=== Section Start ===

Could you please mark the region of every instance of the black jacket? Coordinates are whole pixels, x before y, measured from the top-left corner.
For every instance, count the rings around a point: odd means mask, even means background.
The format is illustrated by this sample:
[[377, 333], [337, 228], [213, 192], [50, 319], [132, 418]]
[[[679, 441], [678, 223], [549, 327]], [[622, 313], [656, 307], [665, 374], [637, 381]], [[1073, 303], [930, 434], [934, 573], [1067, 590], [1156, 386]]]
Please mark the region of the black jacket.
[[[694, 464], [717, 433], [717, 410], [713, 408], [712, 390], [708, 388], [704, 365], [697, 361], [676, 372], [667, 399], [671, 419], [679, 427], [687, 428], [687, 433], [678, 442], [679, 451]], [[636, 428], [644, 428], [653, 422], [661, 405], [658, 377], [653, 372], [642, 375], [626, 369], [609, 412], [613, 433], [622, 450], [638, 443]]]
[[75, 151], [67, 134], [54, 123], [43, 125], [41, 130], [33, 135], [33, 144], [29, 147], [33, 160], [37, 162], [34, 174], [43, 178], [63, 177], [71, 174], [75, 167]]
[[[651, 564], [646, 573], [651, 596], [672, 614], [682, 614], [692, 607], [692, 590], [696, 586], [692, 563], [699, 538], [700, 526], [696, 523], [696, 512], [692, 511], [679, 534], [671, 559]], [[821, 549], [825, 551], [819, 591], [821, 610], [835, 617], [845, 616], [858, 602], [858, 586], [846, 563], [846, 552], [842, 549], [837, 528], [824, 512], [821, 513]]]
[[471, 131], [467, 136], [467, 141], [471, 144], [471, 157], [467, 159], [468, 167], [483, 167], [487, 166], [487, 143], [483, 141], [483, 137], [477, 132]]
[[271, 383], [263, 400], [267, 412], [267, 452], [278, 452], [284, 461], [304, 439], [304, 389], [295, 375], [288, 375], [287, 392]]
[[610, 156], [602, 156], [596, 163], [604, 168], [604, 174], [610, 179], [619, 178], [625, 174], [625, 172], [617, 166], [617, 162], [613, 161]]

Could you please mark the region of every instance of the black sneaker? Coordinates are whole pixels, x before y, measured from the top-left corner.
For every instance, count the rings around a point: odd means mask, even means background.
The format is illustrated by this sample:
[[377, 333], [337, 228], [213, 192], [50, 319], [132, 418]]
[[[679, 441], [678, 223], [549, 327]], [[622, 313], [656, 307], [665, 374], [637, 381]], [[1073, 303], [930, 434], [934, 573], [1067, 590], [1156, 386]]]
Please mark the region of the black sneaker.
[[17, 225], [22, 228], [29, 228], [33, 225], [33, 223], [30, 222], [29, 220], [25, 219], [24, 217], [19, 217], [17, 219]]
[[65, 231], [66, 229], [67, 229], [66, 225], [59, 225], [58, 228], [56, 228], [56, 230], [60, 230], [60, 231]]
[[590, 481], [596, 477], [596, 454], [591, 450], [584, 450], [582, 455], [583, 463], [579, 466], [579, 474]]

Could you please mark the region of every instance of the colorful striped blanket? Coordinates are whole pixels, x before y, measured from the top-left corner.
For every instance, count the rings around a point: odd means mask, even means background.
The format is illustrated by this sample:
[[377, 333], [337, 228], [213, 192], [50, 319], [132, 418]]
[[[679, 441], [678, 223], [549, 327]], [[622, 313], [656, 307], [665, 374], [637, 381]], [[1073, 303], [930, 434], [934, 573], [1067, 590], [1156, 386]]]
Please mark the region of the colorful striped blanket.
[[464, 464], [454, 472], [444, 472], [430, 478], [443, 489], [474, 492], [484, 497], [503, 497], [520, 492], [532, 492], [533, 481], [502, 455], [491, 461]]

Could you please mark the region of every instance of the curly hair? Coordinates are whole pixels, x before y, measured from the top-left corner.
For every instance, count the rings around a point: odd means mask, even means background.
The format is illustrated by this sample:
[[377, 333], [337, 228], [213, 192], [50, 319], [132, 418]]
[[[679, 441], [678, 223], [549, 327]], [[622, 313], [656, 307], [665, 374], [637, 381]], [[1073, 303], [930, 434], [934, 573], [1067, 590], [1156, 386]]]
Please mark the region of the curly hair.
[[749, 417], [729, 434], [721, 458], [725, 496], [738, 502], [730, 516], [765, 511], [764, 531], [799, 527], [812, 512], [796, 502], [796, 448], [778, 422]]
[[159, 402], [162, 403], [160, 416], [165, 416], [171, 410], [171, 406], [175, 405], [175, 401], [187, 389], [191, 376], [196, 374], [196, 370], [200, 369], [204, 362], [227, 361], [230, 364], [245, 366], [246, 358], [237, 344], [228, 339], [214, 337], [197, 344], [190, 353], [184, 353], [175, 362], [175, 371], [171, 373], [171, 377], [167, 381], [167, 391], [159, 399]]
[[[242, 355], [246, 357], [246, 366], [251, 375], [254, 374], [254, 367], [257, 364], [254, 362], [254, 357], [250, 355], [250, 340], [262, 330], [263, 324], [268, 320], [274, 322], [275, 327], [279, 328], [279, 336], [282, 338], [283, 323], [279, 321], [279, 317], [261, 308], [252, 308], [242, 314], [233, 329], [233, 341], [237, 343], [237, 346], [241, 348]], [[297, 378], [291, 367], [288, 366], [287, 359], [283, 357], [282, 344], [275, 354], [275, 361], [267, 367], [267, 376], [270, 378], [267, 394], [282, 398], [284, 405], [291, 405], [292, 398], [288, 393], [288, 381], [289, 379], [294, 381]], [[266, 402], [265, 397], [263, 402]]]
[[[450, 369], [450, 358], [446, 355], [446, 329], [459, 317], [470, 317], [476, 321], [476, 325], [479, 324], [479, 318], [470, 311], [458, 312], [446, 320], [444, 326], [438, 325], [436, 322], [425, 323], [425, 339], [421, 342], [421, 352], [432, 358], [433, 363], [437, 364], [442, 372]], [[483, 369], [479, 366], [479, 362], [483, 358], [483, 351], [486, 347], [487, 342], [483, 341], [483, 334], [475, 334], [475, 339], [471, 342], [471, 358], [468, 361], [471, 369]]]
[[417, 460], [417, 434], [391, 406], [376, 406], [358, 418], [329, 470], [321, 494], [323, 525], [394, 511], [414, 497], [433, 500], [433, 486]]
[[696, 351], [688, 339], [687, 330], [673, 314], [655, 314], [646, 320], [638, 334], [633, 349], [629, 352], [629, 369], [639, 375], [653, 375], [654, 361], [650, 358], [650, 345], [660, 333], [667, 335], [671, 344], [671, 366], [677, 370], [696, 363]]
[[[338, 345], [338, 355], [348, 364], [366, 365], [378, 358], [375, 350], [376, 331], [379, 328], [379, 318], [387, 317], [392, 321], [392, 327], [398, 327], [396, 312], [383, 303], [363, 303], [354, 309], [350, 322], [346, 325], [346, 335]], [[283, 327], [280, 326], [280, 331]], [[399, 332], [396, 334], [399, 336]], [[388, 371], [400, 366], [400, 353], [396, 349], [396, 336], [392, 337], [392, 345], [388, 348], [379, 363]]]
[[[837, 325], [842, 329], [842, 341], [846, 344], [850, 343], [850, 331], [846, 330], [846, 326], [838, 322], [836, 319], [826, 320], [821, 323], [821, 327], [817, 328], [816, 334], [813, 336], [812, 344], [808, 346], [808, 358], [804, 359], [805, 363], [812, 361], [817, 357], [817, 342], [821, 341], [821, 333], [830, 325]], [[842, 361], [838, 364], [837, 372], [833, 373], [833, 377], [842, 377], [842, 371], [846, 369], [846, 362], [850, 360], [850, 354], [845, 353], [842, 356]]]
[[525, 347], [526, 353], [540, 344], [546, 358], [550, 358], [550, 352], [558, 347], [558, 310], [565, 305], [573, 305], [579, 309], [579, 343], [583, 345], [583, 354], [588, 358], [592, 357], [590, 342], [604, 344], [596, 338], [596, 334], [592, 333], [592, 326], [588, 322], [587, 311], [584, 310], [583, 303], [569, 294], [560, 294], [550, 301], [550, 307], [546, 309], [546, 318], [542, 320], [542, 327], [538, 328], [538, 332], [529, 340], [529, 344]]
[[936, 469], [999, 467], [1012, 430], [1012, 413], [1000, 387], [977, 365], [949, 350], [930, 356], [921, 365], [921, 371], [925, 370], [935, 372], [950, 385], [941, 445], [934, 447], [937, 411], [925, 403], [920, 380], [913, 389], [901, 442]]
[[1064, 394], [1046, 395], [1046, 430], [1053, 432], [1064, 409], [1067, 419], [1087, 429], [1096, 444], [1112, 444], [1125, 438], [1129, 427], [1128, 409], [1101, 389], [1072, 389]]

=== Section End ===
=== Section Start ===

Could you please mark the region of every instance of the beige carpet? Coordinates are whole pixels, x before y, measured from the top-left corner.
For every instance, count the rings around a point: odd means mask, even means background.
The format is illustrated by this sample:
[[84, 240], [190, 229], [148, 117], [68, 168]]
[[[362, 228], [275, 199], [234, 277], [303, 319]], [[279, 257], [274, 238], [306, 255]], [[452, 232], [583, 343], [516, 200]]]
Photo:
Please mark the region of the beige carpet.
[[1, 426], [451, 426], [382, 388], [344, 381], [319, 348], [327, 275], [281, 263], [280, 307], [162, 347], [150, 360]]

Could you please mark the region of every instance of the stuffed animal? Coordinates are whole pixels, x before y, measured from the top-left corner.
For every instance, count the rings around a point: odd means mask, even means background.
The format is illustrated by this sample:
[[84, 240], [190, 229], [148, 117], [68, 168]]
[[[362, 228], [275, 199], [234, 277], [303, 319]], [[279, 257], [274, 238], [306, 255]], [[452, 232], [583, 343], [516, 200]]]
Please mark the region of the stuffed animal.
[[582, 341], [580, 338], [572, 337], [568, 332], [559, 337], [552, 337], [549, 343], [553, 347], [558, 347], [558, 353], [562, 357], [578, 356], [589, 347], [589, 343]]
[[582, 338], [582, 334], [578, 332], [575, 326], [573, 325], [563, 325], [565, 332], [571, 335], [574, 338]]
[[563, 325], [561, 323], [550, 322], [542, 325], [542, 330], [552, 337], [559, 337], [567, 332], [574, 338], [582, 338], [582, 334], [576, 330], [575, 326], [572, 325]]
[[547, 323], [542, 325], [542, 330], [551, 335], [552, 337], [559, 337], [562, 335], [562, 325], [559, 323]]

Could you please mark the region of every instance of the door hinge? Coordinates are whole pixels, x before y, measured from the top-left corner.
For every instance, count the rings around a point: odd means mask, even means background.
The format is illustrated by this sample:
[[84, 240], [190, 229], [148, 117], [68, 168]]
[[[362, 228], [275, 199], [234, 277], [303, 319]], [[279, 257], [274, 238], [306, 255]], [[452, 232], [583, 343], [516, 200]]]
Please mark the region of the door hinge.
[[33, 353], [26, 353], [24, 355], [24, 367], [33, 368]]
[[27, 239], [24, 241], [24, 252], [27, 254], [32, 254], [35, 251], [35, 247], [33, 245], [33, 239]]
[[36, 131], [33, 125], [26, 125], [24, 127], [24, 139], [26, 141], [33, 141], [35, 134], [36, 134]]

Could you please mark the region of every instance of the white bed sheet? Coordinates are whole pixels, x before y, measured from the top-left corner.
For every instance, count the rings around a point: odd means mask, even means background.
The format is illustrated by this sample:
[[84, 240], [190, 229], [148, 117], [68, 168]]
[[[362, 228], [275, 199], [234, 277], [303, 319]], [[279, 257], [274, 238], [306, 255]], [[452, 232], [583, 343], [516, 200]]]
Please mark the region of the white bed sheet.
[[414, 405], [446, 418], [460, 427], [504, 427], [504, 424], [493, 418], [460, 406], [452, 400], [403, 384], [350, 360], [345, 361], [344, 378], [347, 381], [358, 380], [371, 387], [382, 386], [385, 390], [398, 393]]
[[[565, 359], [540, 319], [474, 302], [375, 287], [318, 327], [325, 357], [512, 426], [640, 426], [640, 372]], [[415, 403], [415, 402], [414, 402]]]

=== Section End ===

* [PROBLEM STATEMENT]
Look through the material above and print exactly the lines from the one containing "Please mark the region of the black jacket." to the one containing "the black sneaker?", both included, and nothing more.

* [FINISHED EXERCISE]
Please mark the region of the black jacket.
[[[694, 464], [717, 433], [717, 410], [713, 408], [712, 390], [708, 388], [704, 365], [697, 361], [676, 372], [667, 399], [671, 419], [679, 427], [687, 428], [687, 433], [678, 442], [679, 451]], [[636, 428], [644, 428], [653, 422], [661, 405], [658, 377], [653, 372], [642, 375], [626, 369], [609, 412], [613, 433], [622, 450], [638, 443]]]
[[75, 151], [67, 134], [54, 123], [43, 125], [41, 130], [33, 135], [33, 144], [29, 147], [33, 160], [37, 162], [34, 174], [43, 178], [63, 177], [71, 174], [75, 167]]
[[[651, 564], [646, 573], [651, 596], [672, 614], [682, 614], [692, 607], [692, 590], [696, 586], [692, 563], [699, 538], [700, 526], [696, 523], [696, 512], [692, 511], [679, 534], [671, 559]], [[821, 549], [825, 551], [819, 591], [821, 610], [835, 617], [845, 616], [858, 602], [858, 586], [846, 563], [846, 552], [842, 549], [837, 528], [824, 512], [821, 513]]]
[[471, 131], [467, 136], [467, 141], [471, 144], [471, 157], [467, 159], [468, 167], [483, 167], [487, 166], [487, 143], [483, 141], [483, 137], [477, 132]]
[[271, 383], [263, 400], [267, 412], [267, 452], [278, 452], [284, 461], [304, 439], [304, 389], [295, 375], [288, 375], [287, 392]]
[[610, 156], [602, 156], [596, 163], [604, 168], [604, 174], [610, 179], [619, 178], [625, 174], [625, 172], [617, 166], [617, 162], [613, 161]]

Could you please mark the region of every instance of the black sneaker? Coordinates are whole pixels, x before y, measured from the top-left corner.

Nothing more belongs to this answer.